§ **ORDEM DE TRABALHO 1**: No texto sobre procrastinação, reescreva em forma de lista, mais curta, o parágrafo que começa com "No meu caso tudo começa", mantendo os fatos principais.
§ **ORDEM DE TRABALHO 2**: Resuma o texto sobre procrastinação em duas frases.
§ **ORDEM DE TRABALHO 3**: Devolva sem alterações um trecho do texto sobre procrastinação: comece nas palavras "Para meu azar, nunca" e pare depois de "complexo e misterioso.".

§ **TEXTO PARA ANÁLISE**:
== == ==
Não faz muito tempo que eu aprendi a conjugar o verbo procrastinar. Acho que passei a maior parte da vida procrastinando, mas sem nomear corretamente minha atitude. De alguns hábitos, no entanto, a gente não se livra ou ao menos, não impunemente.
Desconheço o momento em que comecei a deixar as coisas para última hora, vivendo perigosamente, porque eu me lembro de que nos primeiros anos escolares, preferia fazer as tarefas logo após as aulas, tudo para ficar com o restante do tempo livre. Em algum momento, entretanto, mudei alguma chave interna e passei a inverter a ordem das coisas.
Para meu azar, nunca mais consegui reverter isso de modo efetivo. Foram muitas as noites nas quais passei estudando para provas que seriam na manhã seguinte, bem como fazendo trabalhos que deveriam ser igualmente entregues em poucas horas. É preciso deixar claro que a coisa toda não é exatamente consciente, mas um processo complexo e misterioso.
No meu caso tudo começa com um pensamento de que ainda falta bastante tempo e que será tranquilo cumprir o prazo estipulado. Anoto na agenda que preciso fazer as coisas com antecedência, mas me ocorrem um milhão de outras tarefas que misteriosamente ganham prioridade. É em momentos como esses que começo a arrumar armários, organizar livros por ordem de assunto, entre outras coisas.
Passados alguns dias eu ainda me sinto segura de que não há razões para me desesperar, eis que há tempo de sobra, mas em um repente, sem que eu me dê conta, estou na véspera do prazo e todos os imprevistos, puro reforço da Lei de Murphy, dão as caras. Aí ligo o botão do desespero e coloco todos meus neurônios em estado de atenção, quase como se brincassem de roleta russa.
Passei muitos apuros por conta disso, embora, no geral, eu tenha dado sorte, mas sempre me pergunto se poderia ter feito melhor ou se realmente só sei trabalhar melhor desta forma. De verdade não gosto de ser assim, mas como escrevi no início do texto, foi algo em que me tornei sem planejar.
== == ==
§ **DADOS DO EXERCÍCIO**:

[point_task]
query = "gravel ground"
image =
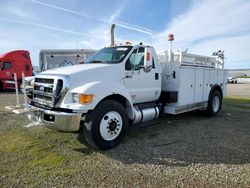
== == ==
§ **RESPOSTA 1**:
- Tudo começa com a ideia de que ainda falta bastante tempo e de que será tranquilo cumprir o prazo.
- Anoto na agenda que preciso fazer as coisas com antecedência.
- Surgem, porém, muitas outras tarefas que misteriosamente ganham prioridade.
- Nesses momentos, arrumo armários e organizo livros por ordem de assunto, entre outras coisas.

§ **RESPOSTA 2**: O texto relata o hábito de procrastinar, que surgiu sem planejamento depois dos primeiros anos escolares, quando as tarefas eram feitas logo após as aulas, e que nunca foi revertido de modo efetivo. O processo começa com a sensação de que há tempo de sobra, passa por outras tarefas que ganham prioridade e chega ao desespero na véspera do prazo, o que trouxe muitos apuros e a dúvida sobre se teria sido possível fazer melhor.

§ **RESPOSTA 3**:
Para meu azar, nunca mais consegui reverter isso de modo efetivo. Foram muitas as noites nas quais passei estudando para provas que seriam na manhã seguinte, bem como fazendo trabalhos que deveriam ser igualmente entregues em poucas horas. É preciso deixar claro que a coisa toda não é exatamente consciente, mas um processo complexo e misterioso.